According to the forum post on Meier plowing bids, what bidding format do the Meier's stores use?

*EXCERPTED PASSAGE*

★ ★ ★ ★ ★ ★ ★

# Meier plowing bids?



## hickslawns (Dec 18, 2004)

Has anyone else been contacted by the Meier's stores for snow or mowing bids before? I went through the mowing bid last year and got a good laugh. Let me explain. They use a reverse auction format. Set up all on internet and people put their prices in real time. Example of how this worked on the lawn mowing bids. First run through, they split the stores in half. East/west, north/south, I dunno, but they split them and did 2 days in a row of bidding. On the day my store went to bid, everyone logged on, and crashed their system. Second try, I watched the bids going down and never put in a bid. This is a 12-15 acre mowing bid I was looking to mow for $40-50 per acre(tons of traffic, bumpier than all get out, tons of trash and trimming). Bids open at $200 less than my bottom dollar, and final bid was for under $200. I think it was around $175.

Now lets see the quality for their money. Trash blown and shredded into confeti every week. Minimal string trimming. Grass looks respectable except for trash shreddings, and dead grass laying on top. You are expected by Meier to respond when they want to be mowed within 24 hours. So if they call Friday afternoon, and you are working till dark, or off to the lake for that matter, there goes your weekend.

I am not even considering wasting the time bidding the snow for them in this manner. If past memory serves me, they have a 3 or 4" trigger on a 24hour store. I can see it now, $35/hour bids winning the contract. Snow is falling and gets up to 4" and manager calls deciding he is wanting service at 2PM Saturday afternoon just before Christmas. LOL In the past, I have been asked for 2 prices. One for aisles only during certain hours of the day, and two is for total lot clearing in the nighttime hours.

★ ★ ★ ★ ★ ★ ★

*DATA ROWS*

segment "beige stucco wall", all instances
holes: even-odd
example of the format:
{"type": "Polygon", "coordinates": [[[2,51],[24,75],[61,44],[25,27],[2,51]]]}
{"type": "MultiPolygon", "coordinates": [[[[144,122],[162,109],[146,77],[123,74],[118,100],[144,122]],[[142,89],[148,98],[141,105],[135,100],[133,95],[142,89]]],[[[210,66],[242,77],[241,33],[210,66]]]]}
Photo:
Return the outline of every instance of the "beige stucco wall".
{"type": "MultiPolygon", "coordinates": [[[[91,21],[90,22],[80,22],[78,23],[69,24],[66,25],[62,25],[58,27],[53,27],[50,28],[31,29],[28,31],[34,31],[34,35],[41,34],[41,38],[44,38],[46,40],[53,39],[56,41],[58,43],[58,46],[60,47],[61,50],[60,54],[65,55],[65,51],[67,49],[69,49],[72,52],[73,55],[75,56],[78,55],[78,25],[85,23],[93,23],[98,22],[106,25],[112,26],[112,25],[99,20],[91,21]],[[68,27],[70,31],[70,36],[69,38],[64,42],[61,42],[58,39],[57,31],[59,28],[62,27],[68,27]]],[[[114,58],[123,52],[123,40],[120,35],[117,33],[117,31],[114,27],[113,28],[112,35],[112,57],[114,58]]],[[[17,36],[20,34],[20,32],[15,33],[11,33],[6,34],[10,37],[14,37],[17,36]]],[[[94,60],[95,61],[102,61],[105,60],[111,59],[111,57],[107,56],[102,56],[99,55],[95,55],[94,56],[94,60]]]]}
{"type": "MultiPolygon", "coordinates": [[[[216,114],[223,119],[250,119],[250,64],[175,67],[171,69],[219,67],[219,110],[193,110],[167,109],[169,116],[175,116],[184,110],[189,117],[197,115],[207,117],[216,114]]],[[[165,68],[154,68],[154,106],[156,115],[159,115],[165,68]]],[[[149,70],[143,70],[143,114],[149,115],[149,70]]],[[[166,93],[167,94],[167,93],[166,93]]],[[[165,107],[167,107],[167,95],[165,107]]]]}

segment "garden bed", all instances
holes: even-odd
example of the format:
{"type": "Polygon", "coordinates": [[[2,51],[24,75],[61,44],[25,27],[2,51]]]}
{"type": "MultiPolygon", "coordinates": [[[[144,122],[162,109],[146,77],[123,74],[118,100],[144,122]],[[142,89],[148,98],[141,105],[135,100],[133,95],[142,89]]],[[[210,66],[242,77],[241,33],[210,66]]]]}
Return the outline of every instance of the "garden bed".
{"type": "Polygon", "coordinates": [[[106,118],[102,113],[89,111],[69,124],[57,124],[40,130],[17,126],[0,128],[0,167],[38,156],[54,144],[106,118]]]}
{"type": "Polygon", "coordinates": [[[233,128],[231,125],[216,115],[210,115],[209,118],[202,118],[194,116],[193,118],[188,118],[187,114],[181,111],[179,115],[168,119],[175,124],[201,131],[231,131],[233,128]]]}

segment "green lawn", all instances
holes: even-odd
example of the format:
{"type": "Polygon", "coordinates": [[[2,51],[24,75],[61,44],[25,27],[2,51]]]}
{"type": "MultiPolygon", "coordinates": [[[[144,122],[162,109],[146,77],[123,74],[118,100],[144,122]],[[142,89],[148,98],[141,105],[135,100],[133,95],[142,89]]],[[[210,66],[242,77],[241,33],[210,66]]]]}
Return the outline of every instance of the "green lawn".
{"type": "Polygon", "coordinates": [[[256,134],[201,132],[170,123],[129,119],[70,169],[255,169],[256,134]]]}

★ ★ ★ ★ ★ ★ ★

*RESULT OF THIS TASK*
A reverse auction format, set up on the internet, where bidders enter their prices in real time.